- **INSTRUCTIONS FOR THE TASK**:
Reproduce all of the entries below word for word, leaving the pictures out of your copy.

- **ENTRIES SHOWN**:
---
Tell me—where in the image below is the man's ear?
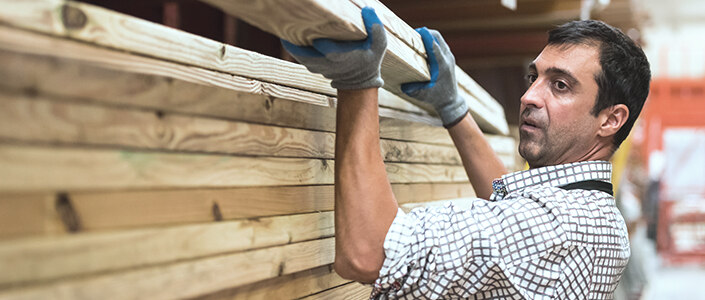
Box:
[597,104,629,137]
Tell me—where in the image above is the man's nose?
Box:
[521,80,546,108]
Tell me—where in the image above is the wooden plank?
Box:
[0,145,467,192]
[0,0,423,118]
[0,0,335,95]
[0,238,335,299]
[0,211,334,286]
[302,282,372,300]
[0,91,461,165]
[0,27,514,162]
[0,0,508,134]
[0,26,452,144]
[0,26,514,158]
[0,183,475,234]
[0,193,65,239]
[202,0,509,134]
[195,265,348,300]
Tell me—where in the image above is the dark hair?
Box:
[548,20,651,150]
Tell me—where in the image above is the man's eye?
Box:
[553,81,568,91]
[526,74,537,84]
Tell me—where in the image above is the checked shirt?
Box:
[371,161,630,299]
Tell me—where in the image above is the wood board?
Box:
[0,144,468,192]
[201,0,509,134]
[0,238,335,300]
[0,183,475,239]
[0,0,508,134]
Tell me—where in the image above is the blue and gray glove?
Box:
[401,27,468,128]
[282,7,387,90]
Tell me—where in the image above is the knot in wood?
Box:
[61,4,88,30]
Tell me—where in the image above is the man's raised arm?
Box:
[402,27,507,199]
[282,7,398,283]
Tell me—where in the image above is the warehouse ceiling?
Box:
[382,0,638,68]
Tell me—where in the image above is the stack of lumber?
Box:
[0,0,514,299]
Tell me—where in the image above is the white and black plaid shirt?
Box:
[371,161,630,299]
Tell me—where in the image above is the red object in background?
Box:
[641,78,705,264]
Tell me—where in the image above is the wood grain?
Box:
[0,91,461,165]
[302,282,372,300]
[0,26,452,144]
[194,265,348,300]
[0,211,334,287]
[0,183,475,234]
[202,0,509,134]
[0,0,508,134]
[0,238,334,299]
[0,145,467,192]
[0,193,66,239]
[0,26,515,155]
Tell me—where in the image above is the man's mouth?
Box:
[519,119,539,130]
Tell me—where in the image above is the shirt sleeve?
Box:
[372,195,564,298]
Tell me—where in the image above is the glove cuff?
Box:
[330,75,384,90]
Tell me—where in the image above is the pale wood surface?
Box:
[0,193,65,239]
[0,183,475,239]
[0,211,334,286]
[0,238,334,299]
[0,27,515,157]
[0,26,452,144]
[202,0,509,134]
[0,145,467,192]
[302,282,372,300]
[194,265,350,300]
[0,0,335,95]
[0,0,508,134]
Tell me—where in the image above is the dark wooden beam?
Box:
[444,30,548,60]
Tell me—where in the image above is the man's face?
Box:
[519,45,601,168]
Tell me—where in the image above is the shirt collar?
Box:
[492,161,612,197]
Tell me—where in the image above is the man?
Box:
[284,8,650,299]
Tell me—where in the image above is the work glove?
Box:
[401,27,468,128]
[282,7,387,90]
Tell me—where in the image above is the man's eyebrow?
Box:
[546,67,580,84]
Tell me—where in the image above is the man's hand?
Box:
[282,7,387,90]
[401,27,468,128]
---
- **ANSWER TO THE PROBLEM**:
Tell me—where in the image below is the man's ear?
Box:
[597,104,629,137]
Tell me—where in the image above is the man's nose?
Box:
[521,80,546,108]
Tell me—where in the image above is the wooden plank?
Box:
[0,145,467,192]
[0,0,423,118]
[0,0,335,95]
[0,238,335,299]
[0,211,334,286]
[302,282,372,300]
[0,91,461,165]
[0,27,514,162]
[0,0,508,134]
[0,26,452,144]
[0,26,514,158]
[0,183,475,234]
[0,193,65,239]
[202,0,509,134]
[195,265,348,300]
Tell me—where in the image above is the dark hair?
Box:
[548,20,651,150]
Tell me—where in the image above is the man's eye?
Box:
[553,81,568,91]
[526,74,537,84]
Tell me—where in the image above is the checked shirt?
Box:
[371,161,630,299]
Tell me—where in the image above is the wood board?
Box:
[0,144,468,192]
[201,0,509,134]
[0,238,335,300]
[0,183,475,239]
[0,0,508,134]
Tell me—where in the image above is the blue and gray glove?
Box:
[401,27,468,128]
[282,7,387,90]
Tell me—where in the image above is the knot in wood?
Box:
[61,4,88,30]
Tell me—where in the image above is the man's raised arm?
Box:
[402,27,507,199]
[282,7,398,283]
Tell me—where in the image above is the warehouse ceiling?
Box:
[382,0,638,68]
Tell me—where in the image above is the stack of lumber?
Box:
[0,0,514,299]
Tell me—where in the image above is the white and black plaid shirt?
Box:
[371,161,630,299]
Tell me—where in the image above is the red object in background?
Box:
[641,78,705,264]
Tell me—where in the image above is the wood grain?
Box:
[0,91,461,165]
[302,282,372,300]
[0,26,452,144]
[194,265,348,300]
[0,211,334,287]
[0,183,475,234]
[202,0,509,134]
[0,0,508,134]
[0,238,334,299]
[0,145,467,192]
[0,193,66,239]
[0,26,515,155]
Tell me—where in the image above is the man's mouth?
Box:
[519,119,539,130]
Tell me—where in the image above is the shirt sleeve?
Box:
[372,195,564,298]
Tell me—where in the image above is the glove cuff?
Box:
[330,75,384,90]
Tell me—where in the image above is the pale wood surface?
Box:
[0,193,65,239]
[0,183,475,239]
[0,211,334,286]
[0,238,334,299]
[0,27,515,157]
[0,26,452,144]
[202,0,509,134]
[0,145,467,192]
[302,282,372,300]
[194,265,350,300]
[0,0,335,95]
[0,0,508,134]
Tell me—where in the image above is the dark wooden beam?
Box:
[444,30,548,60]
Tell me—where in the image above is the man's face?
Box:
[519,45,601,168]
Tell me—where in the image above is the shirt collar?
Box:
[492,161,612,197]
Tell me—where in the image above is the man?
Box:
[284,8,650,299]
Tell me—where in the image above is the work glove?
Box:
[401,27,468,128]
[282,7,387,90]
Tell me—where in the image above is the man's eyebrow?
Box:
[546,67,580,84]
Tell me—where in the image above is the man's hand?
Box:
[282,7,387,90]
[401,27,468,128]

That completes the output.